Written tasks —
[1] Print the part of the spatial planning passage between "Metaphors and spatial imaginaries as" and "Marjanovic, 2016: 5037).", inclusive.
[2] Answer these questions from the spatial planning passage, one answer per line and marked the same way:
(a) According to Davoudi et al. (2018), in what processes is the role of imaginaries in power struggles masked?
(b) What does persuasive storytelling in strategic spatial planning utilize?
(c) Which two words in quotation marks describe how imaginaries portray certain investments and development projects?
[3] Decide whether each statement agrees with the spatial planning passage, answering yes or no and quoting the words that settle it:
(a) The flexibility of imaginaries and metaphors has been used to depoliticize spatial planning.
(b) The coordinative capacity of metaphors and spatial imaginaries is independent of boundary objects.
(c) Imaginaries and metaphors are politically neutral.

Supplied text —
In their selectiveness in representing reality, imaginaries and metaphors are deeply political (e.g. Jonas, 2014), and their flexibility has been used to depoliticize spatial planning (Olesen, 2014a; Swyngedouw, 2010). According to Davoudi et al. (2018), ‘their role in power struggles over places and spaces is masked in the processes of de-politicisation, in which dominant imaginaries are essentialized and naturalized’. (p. 98) Indeed, in shaping attention, the imaginaries portray certain investments and development projects as ‘sensible’ and ‘necessary’, while others fall outside their ‘imagination’ (Lauerman, 2016; Throgmorton, 2003).
Metaphors and spatial imaginaries as boundary objects
As discussed above, persuasive storytelling in strategic spatial planning utilizes metaphors and spatial imaginaries. We suggest that the coordinative capacity of metaphors and spatial imaginaries depends on their performativity as, or operationalization in the form of, boundary objects (cf. Carlile, 2002: 24; Engels and Münch, 2015; Marjanovic, 2016: 5037).

Dataset records
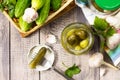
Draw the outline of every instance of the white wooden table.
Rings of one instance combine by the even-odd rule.
[[[68,54],[63,49],[60,43],[61,31],[73,22],[87,23],[78,7],[29,37],[21,38],[14,26],[0,13],[0,80],[66,80],[54,70],[37,72],[28,68],[27,53],[29,49],[36,44],[46,43],[45,39],[48,34],[57,37],[57,42],[50,45],[55,51],[55,65],[62,71],[66,70],[62,62],[68,66],[72,66],[74,63],[80,66],[82,71],[73,77],[75,80],[120,80],[120,71],[106,68],[107,73],[100,77],[100,68],[93,69],[88,66],[89,53],[97,51],[97,43],[88,54],[80,56]]]

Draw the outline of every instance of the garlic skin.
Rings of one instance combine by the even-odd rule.
[[[22,18],[27,23],[31,23],[38,18],[38,13],[33,8],[27,8],[27,9],[25,9],[25,12],[24,12],[24,15],[23,15]]]
[[[90,67],[100,67],[103,63],[103,55],[102,53],[96,52],[89,58],[89,66]]]
[[[116,48],[118,44],[120,44],[120,33],[115,33],[107,38],[107,47],[109,49]]]

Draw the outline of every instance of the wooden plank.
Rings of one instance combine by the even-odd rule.
[[[0,79],[9,80],[9,21],[0,13]]]
[[[75,22],[75,17],[74,17],[74,11],[66,13],[62,17],[56,19],[52,23],[50,23],[48,26],[44,26],[41,28],[40,31],[40,43],[46,43],[46,38],[48,34],[53,34],[57,38],[57,42],[55,44],[50,44],[50,46],[53,48],[55,51],[55,66],[61,69],[62,71],[66,70],[66,67],[62,65],[62,62],[64,62],[66,65],[71,66],[74,64],[74,56],[71,54],[68,54],[63,47],[61,46],[60,43],[60,35],[61,31],[64,29],[65,26],[68,24]],[[46,80],[46,77],[49,77],[48,80],[65,80],[62,76],[57,75],[55,71],[45,71],[41,73],[41,80]]]
[[[89,25],[84,17],[84,14],[82,13],[82,10],[77,7],[75,11],[76,21]],[[94,53],[97,46],[98,45],[95,45],[93,50],[89,51],[87,54],[75,57],[76,64],[80,65],[81,68],[81,73],[75,76],[76,80],[99,80],[99,68],[93,69],[88,65],[89,54]]]
[[[11,25],[11,80],[39,80],[39,72],[28,68],[27,54],[39,44],[39,31],[30,37],[21,38]]]
[[[115,71],[111,68],[106,68],[106,73],[104,76],[100,77],[100,80],[120,80],[120,70]]]

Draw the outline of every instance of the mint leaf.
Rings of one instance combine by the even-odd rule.
[[[95,17],[94,20],[94,27],[96,30],[99,31],[105,31],[108,28],[109,24],[106,22],[106,20]]]
[[[80,71],[81,71],[81,69],[79,69],[79,67],[74,64],[72,67],[68,68],[65,71],[65,75],[68,76],[68,77],[70,77],[70,78],[72,78],[73,75],[79,74]]]

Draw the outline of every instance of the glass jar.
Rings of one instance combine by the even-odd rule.
[[[61,34],[62,46],[75,55],[88,52],[94,43],[92,30],[82,23],[72,23],[64,28]]]
[[[120,11],[120,0],[88,0],[88,6],[98,14],[115,14]]]
[[[120,11],[120,0],[75,0],[78,6],[85,5],[96,14],[113,15]]]

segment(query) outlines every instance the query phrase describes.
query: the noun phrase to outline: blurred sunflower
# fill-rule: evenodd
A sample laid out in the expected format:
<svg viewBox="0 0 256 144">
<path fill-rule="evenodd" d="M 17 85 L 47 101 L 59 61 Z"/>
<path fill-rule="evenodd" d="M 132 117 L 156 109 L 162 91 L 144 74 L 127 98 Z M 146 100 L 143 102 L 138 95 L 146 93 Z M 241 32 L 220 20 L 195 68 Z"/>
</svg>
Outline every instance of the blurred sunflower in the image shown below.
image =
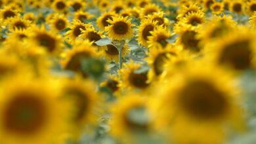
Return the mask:
<svg viewBox="0 0 256 144">
<path fill-rule="evenodd" d="M 133 36 L 133 27 L 135 26 L 131 21 L 131 19 L 127 17 L 114 17 L 112 20 L 109 19 L 108 22 L 110 26 L 106 27 L 108 36 L 114 40 L 130 39 Z"/>
</svg>

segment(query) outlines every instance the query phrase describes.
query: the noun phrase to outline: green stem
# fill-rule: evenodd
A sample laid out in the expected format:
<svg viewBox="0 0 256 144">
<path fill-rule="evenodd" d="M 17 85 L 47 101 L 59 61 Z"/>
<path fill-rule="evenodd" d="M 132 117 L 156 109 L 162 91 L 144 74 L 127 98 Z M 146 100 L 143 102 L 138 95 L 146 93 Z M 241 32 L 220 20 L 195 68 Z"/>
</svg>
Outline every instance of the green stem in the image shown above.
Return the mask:
<svg viewBox="0 0 256 144">
<path fill-rule="evenodd" d="M 122 51 L 123 51 L 123 47 L 125 45 L 125 41 L 124 40 L 122 40 L 119 45 L 118 45 L 118 50 L 119 50 L 119 69 L 122 68 L 122 63 L 123 63 L 123 56 L 122 56 Z"/>
</svg>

Replies —
[1]
Metaphors and spatial imaginaries as boundary objects
As discussed above, persuasive storytelling in strategic spatial planning utilizes metaphors and spatial imaginaries. We suggest that the coordinative capacity of metaphors and spatial imaginaries depends on their performativity as, or operationalization in the form of, boundary objects (cf. Carlile, 2002: 24; Engels and Münch, 2015; Marjanovic, 2016: 5037).

[2]
(a) The processes of de-politicisation.
(b) Metaphors and spatial imaginaries.
(c) 'Sensible' and 'necessary'.

[3]
(a) Yes: "their flexibility has been used to depoliticize spatial planning"
(b) No: "the coordinative capacity of metaphors and spatial imaginaries depends on their performativity as, or operationalization in the form of, boundary objects"
(c) No: "imaginaries and metaphors are deeply political"